_HOW TO COMPLETE THIS TASK_. Nothing is to be output except the lines from the one containing "Could you point out the white top-load" through the end of the material, each reproduced exactly.

_MATERIALS PROVIDED_.
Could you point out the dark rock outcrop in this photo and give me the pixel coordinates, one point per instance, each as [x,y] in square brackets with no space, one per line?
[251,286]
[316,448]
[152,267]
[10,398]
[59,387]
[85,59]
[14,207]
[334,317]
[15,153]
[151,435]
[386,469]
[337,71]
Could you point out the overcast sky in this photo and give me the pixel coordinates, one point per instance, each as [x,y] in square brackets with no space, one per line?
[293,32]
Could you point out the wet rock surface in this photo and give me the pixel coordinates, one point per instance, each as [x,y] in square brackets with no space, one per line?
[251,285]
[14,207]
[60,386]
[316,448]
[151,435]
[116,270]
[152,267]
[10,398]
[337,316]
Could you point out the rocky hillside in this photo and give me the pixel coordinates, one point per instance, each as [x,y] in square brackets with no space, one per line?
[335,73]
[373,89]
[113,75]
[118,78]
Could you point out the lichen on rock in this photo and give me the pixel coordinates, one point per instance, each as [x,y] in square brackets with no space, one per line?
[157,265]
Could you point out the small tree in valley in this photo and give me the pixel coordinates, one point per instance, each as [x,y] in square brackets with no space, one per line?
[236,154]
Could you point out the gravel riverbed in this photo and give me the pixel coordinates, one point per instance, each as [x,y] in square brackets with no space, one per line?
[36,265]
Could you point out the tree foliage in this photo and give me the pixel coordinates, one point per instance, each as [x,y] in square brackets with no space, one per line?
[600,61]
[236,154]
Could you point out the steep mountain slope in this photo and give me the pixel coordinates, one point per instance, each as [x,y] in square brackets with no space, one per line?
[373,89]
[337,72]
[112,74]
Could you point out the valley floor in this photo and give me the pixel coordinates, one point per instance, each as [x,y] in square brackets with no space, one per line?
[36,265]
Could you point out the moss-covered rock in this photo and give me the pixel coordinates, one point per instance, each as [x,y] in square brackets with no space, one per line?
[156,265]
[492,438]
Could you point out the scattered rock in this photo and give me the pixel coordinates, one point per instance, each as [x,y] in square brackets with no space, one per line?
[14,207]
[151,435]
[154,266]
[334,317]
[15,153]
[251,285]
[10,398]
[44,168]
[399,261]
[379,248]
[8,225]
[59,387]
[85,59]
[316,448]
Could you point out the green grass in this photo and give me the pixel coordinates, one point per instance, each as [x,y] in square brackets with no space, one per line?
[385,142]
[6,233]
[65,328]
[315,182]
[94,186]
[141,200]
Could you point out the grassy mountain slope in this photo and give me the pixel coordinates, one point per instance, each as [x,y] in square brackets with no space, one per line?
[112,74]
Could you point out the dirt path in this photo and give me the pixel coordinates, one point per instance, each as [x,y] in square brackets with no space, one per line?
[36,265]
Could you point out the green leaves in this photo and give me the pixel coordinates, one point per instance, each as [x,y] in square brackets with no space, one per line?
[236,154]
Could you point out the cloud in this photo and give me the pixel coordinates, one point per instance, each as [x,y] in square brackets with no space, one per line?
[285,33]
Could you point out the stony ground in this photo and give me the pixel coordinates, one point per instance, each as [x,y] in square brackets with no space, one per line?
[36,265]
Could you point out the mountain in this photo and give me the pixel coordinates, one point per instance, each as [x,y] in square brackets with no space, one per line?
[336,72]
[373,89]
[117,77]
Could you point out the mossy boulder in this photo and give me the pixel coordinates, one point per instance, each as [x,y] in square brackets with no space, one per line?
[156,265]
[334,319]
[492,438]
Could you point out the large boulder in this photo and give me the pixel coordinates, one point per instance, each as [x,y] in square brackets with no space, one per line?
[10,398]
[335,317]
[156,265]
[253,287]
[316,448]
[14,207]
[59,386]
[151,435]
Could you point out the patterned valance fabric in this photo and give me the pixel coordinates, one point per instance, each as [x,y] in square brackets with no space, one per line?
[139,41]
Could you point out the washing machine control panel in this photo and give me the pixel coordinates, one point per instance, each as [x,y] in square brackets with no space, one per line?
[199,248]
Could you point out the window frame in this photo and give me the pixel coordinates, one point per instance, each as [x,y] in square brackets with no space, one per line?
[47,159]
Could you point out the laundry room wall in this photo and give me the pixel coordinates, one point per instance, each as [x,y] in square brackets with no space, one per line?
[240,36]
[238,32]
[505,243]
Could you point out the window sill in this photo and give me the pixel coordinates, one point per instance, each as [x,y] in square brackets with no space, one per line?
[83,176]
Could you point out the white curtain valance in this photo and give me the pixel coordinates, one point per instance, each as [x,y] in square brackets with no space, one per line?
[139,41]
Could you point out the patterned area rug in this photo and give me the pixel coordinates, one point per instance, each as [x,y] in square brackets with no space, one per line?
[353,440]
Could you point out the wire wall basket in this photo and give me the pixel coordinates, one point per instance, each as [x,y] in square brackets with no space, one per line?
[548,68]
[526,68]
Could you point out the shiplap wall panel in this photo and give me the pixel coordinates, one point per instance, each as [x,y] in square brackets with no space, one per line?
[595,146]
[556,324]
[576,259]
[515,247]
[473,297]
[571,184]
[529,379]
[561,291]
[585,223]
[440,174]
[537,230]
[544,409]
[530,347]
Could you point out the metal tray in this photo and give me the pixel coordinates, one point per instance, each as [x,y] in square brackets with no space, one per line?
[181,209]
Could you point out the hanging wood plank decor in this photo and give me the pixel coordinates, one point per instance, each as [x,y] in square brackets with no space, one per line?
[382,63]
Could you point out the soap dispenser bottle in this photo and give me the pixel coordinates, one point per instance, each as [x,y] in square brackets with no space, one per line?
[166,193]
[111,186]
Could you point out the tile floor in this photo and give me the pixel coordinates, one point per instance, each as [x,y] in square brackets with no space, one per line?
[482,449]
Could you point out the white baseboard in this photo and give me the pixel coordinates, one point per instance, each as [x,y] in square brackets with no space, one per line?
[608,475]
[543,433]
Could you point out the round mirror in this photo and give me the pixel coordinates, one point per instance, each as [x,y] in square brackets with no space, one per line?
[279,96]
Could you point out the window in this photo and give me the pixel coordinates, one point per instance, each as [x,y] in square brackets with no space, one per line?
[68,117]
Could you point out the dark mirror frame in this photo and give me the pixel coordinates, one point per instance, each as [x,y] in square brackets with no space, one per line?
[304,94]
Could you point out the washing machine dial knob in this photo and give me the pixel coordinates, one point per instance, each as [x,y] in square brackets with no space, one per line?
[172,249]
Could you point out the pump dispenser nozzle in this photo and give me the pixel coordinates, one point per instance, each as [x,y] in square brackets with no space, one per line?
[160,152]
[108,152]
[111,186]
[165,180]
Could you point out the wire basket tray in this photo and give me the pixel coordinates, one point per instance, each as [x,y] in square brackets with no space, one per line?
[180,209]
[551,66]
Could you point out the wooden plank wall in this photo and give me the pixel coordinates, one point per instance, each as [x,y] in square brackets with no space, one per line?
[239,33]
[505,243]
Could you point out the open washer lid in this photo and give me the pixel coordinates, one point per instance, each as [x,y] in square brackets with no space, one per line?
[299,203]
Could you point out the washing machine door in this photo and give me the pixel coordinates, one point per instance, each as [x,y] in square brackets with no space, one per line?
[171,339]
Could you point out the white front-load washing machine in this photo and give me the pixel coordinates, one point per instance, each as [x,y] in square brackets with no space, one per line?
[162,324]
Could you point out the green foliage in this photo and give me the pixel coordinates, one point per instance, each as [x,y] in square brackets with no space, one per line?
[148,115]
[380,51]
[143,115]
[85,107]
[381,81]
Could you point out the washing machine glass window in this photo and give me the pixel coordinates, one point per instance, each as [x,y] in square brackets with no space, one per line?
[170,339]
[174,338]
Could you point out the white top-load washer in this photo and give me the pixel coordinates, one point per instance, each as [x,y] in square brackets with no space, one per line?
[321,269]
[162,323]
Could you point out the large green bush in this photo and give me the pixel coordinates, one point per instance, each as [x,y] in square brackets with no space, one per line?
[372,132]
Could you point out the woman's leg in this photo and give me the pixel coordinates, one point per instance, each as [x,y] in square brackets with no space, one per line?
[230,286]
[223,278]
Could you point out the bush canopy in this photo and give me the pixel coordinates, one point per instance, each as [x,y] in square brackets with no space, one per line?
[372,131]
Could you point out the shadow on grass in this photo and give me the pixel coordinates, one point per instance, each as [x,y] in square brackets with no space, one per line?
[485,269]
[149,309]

_ANSWER SPACE_.
Could you point out the white top-load washer in this photo and give me the pixel coordinates, one point per instance, each as [x,y] in square brackets with no space, one per line?
[321,269]
[162,323]
Could you point out the large green bush in this photo and give me the pixel coordinates, one point per instance, each as [x,y] in square brackets with no space, one per line?
[372,132]
Could you point out the woman's leg in this photo and give me the pixel coordinates, one point per instance, each as [x,y] in square brackets with no space, one per line?
[230,286]
[223,278]
Could you point out the bush canopy in this photo and give me the pixel coordinates, one point per instance, each as [x,y] in square brackets with no space, one per line?
[372,131]
Could you point out the shadow on grass in this photo and give me the pixel coordinates, one point per instance, each as [x,y] in square brackets with no space, one per line?
[485,269]
[149,309]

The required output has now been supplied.